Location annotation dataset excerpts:
──────

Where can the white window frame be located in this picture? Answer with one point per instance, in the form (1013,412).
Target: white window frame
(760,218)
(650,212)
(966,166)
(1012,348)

──────

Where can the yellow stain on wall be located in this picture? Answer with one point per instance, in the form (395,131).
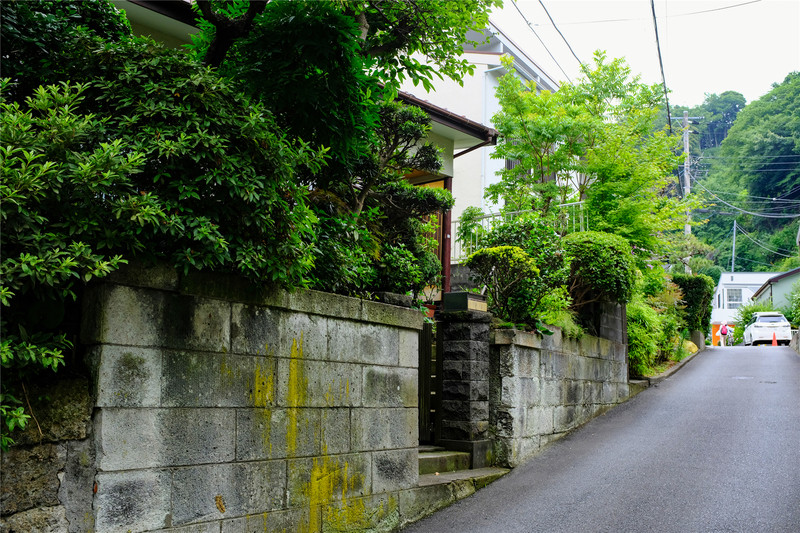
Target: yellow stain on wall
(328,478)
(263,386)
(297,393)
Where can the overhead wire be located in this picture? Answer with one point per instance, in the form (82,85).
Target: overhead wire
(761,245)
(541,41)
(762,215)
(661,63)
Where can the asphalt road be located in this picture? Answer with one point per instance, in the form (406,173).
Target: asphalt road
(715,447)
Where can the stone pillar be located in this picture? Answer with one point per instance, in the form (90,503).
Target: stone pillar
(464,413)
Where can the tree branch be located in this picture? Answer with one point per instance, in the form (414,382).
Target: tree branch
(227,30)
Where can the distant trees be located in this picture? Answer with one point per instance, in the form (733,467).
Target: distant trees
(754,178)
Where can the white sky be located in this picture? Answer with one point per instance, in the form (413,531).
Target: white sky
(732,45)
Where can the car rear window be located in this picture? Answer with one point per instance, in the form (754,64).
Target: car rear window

──────

Stated exercise:
Rewrite the data starting at the line containing "Where can the yellow" and ending at the line containing "Target: car rear window", shifting every answer coordinate by -40 but leaving the numbers in the requests and their sample points unchanged. Include the requests and omit the pictures.

Solution for this problem:
Where can the yellow stain on wall be located in this picture? Answer with one point per instance, in the form (395,131).
Target: yellow stain on wall
(288,438)
(223,346)
(257,353)
Where can the overhead wire be located in this picture? Answer with one point per instance, in the form (82,85).
Target: overhead wire
(721,205)
(501,1)
(722,175)
(621,23)
Where can the asphalt road be located in this picture? Answer with one point per instance, in the form (406,173).
Target: asphalt road
(675,407)
Where can the stone pillar be located in this picture? Answer with one point per instance, in the form (90,503).
Target: stone pillar
(424,373)
Where can the tree branch be located in this picture? Answer with one point per instance, in the form (414,382).
Target: tree branch
(187,-10)
Where can the distant trees be located in this picture? Answer with one point per instance, in the form (733,467).
Target: distant trees
(714,138)
Where can the white sky be located in this picture? Answer with one point per instance, in the form (413,531).
Target: white sky
(692,5)
Where can the car rear window be located in this picture? Answer with one point per instance, in the form (754,64).
Target: car rear window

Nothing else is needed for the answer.